What to do: Express the data below as a two-column CSV with the headers instruction and answer, giving one row per request. Place each request's text and its answer in their own quoted fields, with any line breaks replaced by spaces.

Location identification data:
** Begin **

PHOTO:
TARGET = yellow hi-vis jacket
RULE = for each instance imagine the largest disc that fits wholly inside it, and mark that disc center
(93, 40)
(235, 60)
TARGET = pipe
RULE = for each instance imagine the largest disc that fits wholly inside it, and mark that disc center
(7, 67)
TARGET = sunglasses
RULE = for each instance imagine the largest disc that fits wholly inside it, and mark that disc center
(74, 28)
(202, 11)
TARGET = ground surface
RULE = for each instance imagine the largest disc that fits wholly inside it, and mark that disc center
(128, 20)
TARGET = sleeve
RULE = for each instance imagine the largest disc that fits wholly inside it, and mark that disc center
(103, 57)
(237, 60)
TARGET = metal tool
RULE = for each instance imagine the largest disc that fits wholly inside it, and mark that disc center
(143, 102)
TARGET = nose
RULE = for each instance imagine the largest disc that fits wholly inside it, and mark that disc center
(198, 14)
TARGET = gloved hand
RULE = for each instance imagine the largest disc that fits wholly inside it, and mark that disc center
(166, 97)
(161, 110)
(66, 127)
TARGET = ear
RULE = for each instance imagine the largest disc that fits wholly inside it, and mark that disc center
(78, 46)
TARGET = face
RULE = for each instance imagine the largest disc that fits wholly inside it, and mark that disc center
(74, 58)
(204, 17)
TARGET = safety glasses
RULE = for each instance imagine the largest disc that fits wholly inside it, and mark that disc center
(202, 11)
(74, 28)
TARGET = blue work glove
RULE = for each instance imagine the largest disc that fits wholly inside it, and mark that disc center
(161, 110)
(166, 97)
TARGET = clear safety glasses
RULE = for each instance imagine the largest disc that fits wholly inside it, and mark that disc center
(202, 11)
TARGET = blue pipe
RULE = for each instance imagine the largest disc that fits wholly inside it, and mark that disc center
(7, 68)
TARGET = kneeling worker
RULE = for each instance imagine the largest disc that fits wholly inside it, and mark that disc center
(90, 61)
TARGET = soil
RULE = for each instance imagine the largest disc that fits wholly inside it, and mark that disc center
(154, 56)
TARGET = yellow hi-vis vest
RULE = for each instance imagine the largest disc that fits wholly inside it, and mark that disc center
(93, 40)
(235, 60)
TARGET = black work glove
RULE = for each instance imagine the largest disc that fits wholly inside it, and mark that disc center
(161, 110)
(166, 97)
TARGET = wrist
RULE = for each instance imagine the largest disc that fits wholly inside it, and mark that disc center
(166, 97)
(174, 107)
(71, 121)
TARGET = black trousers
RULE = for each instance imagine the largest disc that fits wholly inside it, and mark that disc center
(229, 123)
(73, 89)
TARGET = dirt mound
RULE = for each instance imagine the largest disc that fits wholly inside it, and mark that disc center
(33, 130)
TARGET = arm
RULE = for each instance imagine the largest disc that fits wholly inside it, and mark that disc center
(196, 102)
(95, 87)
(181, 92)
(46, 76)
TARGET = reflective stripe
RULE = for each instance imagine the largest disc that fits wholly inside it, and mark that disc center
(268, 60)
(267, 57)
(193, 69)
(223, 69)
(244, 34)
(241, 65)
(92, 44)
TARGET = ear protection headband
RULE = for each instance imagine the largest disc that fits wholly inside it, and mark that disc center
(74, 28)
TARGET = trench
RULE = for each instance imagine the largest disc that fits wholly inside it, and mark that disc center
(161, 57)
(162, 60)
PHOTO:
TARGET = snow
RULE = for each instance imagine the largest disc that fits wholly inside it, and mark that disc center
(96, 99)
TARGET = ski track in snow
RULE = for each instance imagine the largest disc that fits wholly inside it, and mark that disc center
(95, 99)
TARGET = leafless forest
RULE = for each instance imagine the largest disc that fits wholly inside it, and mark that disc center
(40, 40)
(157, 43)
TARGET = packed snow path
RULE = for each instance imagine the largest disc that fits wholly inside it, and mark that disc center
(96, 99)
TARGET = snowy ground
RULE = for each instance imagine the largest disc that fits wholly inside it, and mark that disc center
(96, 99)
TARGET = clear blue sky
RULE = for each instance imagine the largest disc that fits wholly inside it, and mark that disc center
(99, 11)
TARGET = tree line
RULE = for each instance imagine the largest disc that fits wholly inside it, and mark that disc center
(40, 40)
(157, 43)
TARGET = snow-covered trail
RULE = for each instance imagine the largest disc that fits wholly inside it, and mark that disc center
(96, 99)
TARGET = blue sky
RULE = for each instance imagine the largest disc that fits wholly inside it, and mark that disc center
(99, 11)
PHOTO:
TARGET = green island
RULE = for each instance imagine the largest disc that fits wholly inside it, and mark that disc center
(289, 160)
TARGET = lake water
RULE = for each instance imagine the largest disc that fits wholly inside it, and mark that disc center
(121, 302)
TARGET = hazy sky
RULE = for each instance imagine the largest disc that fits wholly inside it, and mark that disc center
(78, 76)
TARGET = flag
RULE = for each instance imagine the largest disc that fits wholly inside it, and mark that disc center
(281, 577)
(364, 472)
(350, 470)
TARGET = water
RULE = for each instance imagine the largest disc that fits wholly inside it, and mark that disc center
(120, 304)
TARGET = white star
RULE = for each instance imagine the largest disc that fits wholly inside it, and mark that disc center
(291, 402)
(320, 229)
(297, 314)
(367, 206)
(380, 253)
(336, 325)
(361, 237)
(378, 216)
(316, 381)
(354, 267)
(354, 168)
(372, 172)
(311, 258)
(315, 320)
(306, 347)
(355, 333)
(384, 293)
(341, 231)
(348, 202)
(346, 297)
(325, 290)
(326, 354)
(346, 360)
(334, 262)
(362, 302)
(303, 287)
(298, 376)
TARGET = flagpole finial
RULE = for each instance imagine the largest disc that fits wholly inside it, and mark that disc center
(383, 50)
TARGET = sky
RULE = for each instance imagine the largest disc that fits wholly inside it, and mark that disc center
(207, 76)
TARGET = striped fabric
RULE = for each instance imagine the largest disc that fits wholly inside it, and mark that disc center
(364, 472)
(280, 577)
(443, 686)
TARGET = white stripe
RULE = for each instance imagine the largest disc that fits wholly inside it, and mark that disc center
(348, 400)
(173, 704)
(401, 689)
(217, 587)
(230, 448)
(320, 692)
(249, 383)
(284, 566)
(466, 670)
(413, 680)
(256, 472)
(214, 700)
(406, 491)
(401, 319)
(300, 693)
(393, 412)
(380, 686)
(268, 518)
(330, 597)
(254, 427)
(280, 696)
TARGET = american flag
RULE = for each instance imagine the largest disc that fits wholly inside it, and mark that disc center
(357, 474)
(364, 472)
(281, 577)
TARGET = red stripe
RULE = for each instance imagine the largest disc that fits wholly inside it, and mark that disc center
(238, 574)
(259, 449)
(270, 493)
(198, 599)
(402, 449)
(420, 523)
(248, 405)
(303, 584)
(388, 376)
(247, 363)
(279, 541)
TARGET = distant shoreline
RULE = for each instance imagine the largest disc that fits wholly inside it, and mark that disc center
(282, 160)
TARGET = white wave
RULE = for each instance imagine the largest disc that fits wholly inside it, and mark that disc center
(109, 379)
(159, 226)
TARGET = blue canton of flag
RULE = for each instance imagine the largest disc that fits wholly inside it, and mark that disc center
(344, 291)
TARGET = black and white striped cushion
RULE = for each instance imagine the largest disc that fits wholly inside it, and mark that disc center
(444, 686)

** End **

Answer to the exercise:
instruction,answer
"PHOTO: TARGET = yellow hi-vis jacket RULE = for each instance imagine the largest disc that fits wholly inside it, and mark that disc center","(93, 40) (235, 60)"
"TARGET = pipe RULE = for each instance imagine the largest disc that fits wholly inside it, and mark that disc center","(7, 67)"
"TARGET = sunglasses RULE = for each instance imagine the largest disc that fits wholly inside it, and mark that disc center","(74, 28) (202, 11)"
"TARGET = ground surface RULE = for each instance imagine the largest disc that fits wholly inside it, and mark that disc center","(128, 20)"
"TARGET = sleeve RULE = for each instance imagine the largest disc that fits wholly inside it, and mark that disc center","(103, 57) (237, 60)"
"TARGET = metal tool RULE = for each instance imagine the largest disc that fits wholly inside it, and mark that disc center","(143, 102)"
"TARGET = nose RULE = for each instance imagine the largest disc that fits wholly inside it, and mark that disc center","(198, 14)"
"TARGET = gloved hand RULE = for each instance imagine the largest disc that fits wholly inside it, and mark that disc center","(166, 97) (161, 110) (66, 127)"
"TARGET = ear RULE = for each instance imagine the largest disc that fits wholly inside it, and mark that disc center","(78, 46)"
"TARGET = face RULE = for each instance imagine the largest disc that fits wholly inside it, and mark that disc center","(74, 58) (204, 17)"
"TARGET = safety glasses RULE = for each instance imagine the largest disc that fits wholly inside it, and mark that disc center","(202, 11) (74, 28)"
"TARGET = blue work glove RULE = for each instance imagine the largest disc that fits wholly inside it, and mark that disc center","(161, 110) (166, 97)"
"TARGET = clear safety glasses RULE = for each instance imagine the largest disc that fits wholly inside it, and mark that disc center","(202, 11)"
"TARGET = blue pipe RULE = for each instance imagine the largest disc that fits wholly inside it, and mark that disc center","(7, 68)"
"TARGET = kneeling worker RULE = for each instance imagine the largest disc that fits wholly inside it, and mark that disc center","(90, 61)"
"TARGET = soil RULE = for each instance imagine the largest disc that fits wholly inside it, and mark that disc center","(154, 56)"
"TARGET = yellow hi-vis vest RULE = for each instance imagine the largest disc that fits wholly inside it, and mark that disc center","(93, 40) (235, 60)"
"TARGET = black work glove RULE = for each instance imagine the largest disc that fits wholly inside it, and mark that disc center","(161, 110) (166, 97)"
"TARGET = wrist RULE = for each instance imagine the largest disc that fits wholly inside it, and mark that disc center","(166, 97) (174, 107) (71, 121)"
"TARGET = black trousers RULE = for each instance imagine the largest disc that fits wholly inside it, and mark that disc center","(229, 123) (73, 89)"
"TARGET = dirt mound RULE = for each instance imagine the largest disc that fits wholly inside it, and mark that disc center","(33, 130)"
"TARGET = arm RULE = for each instance imagine the largest disc that fits wholly inside it, and mark that disc center","(196, 102) (95, 87) (181, 92) (46, 76)"
"TARGET = reflective stripe RULE = for each instance imagine the largest disc that fits wholly inside it, and mark that disc center","(268, 60) (267, 57) (193, 69) (223, 69) (244, 34) (241, 65) (92, 44)"
"TARGET = ear protection headband RULE = for each instance imagine the largest disc that fits wholly inside it, and mark that disc center","(74, 28)"
"TARGET = trench RULE = for each instance imagine the largest disc that fits wholly inside it, and mark that disc center","(161, 57) (162, 60)"
"PHOTO: TARGET = snow RULE = for each instance imagine the largest disc that fits wholly inside it, and mark that disc center","(96, 99)"
"TARGET = ski track in snow RULE = for each instance imagine the largest disc that fits wholly inside it, and mark that disc center","(95, 99)"
"TARGET = leafless forest RULE = for each instance imagine the largest disc that fits wholly inside it, and mark that disc center","(40, 40) (157, 43)"
"TARGET = packed snow path RULE = for each instance imagine the largest disc that fits wholly inside it, and mark that disc center","(96, 99)"
"TARGET = snowy ground RULE = for each instance imagine the largest disc that fits wholly inside it, and mark that disc center","(96, 99)"
"TARGET = clear blue sky RULE = for each instance imagine the largest disc that fits wholly inside it, and mark that disc center","(99, 11)"
"TARGET = tree line RULE = for each instance imagine the largest disc that fits wholly inside it, and mark that disc center","(40, 40) (157, 43)"
"TARGET = snow-covered trail RULE = for each instance imagine the largest disc that fits wholly inside it, and mark that disc center","(96, 99)"
"TARGET = blue sky RULE = for each instance imagine the largest disc that fits wholly inside it, and mark that disc center","(99, 11)"
"PHOTO: TARGET = green island RULE = for each instance imagine the largest disc that fits wholly inside it, and mark that disc center","(289, 160)"
"TARGET = lake water RULE = for each instance imagine the largest disc that fits wholly inside it, and mark that disc center","(121, 302)"
"TARGET = hazy sky RULE = for each instance imagine the largest disc that fits wholly inside it, and mark that disc center","(78, 76)"
"TARGET = flag RULE = for each instance imagine the largest disc that fits wholly inside it, and mark that disc center","(281, 577) (364, 472) (350, 470)"
"TARGET = water RULE = for each instance imagine the largest disc that fits wholly inside it, and mark that disc center","(120, 304)"
"TARGET = white star RULE = for each instance imagine the largest disc that fits wholly inside it, and mark that disc center","(291, 402) (320, 229) (297, 314) (367, 206) (380, 253) (336, 325) (361, 237) (378, 216) (316, 381) (354, 267) (354, 168) (372, 172) (311, 258) (315, 320) (306, 347) (355, 333) (384, 293) (341, 231) (348, 202) (346, 297) (325, 290) (326, 354) (346, 360) (334, 262) (362, 302) (303, 287) (298, 376)"
"TARGET = flagpole finial RULE = for each instance imagine the largest disc that fits wholly inside it, and mark that disc center","(383, 50)"
"TARGET = sky RULE = for each instance imagine the largest disc that fits wholly inside it, and mark that disc center","(207, 76)"
"TARGET = striped fabric RULE = for each instance imagine the largest disc that fits wholly inside it, and mark that disc center","(364, 472) (280, 577) (443, 686)"
"TARGET = white stripe RULE = for each instance imagine the largest disc that fits wholly inside it, and mark that disc center","(348, 400) (173, 704) (401, 689) (217, 587) (230, 448) (320, 692) (249, 383) (284, 566) (466, 670) (413, 680) (256, 472) (214, 700) (406, 491) (401, 319) (300, 693) (393, 412) (380, 686) (268, 518) (330, 597) (254, 427) (280, 696)"
"TARGET = american flag RULE = for each instance imagine the largest disc that fits wholly inside it, and mark that disc center","(357, 474) (364, 472) (281, 577)"
"TARGET = red stripe RULE = for each instance imagine the largest disc that fits wholly inside it, and mark that disc center","(238, 574) (259, 449) (270, 493) (198, 599) (402, 449) (420, 523) (248, 405) (303, 584) (388, 376) (247, 363) (279, 541)"
"TARGET = distant shoreline RULE = for each instance imagine the largest disc that fits wholly inside it, and mark that disc center","(282, 160)"
"TARGET = white wave RULE = for each instance imagine the largest disc that fits wholly inside it, and mark that disc center","(109, 379) (159, 226)"
"TARGET = blue canton of flag RULE = for each instance imagine the largest disc that fits wholly inside it, and mark that disc center","(344, 291)"
"TARGET = black and white striped cushion RULE = for each instance imagine the largest disc that fits wholly inside it, and mark that disc center","(444, 686)"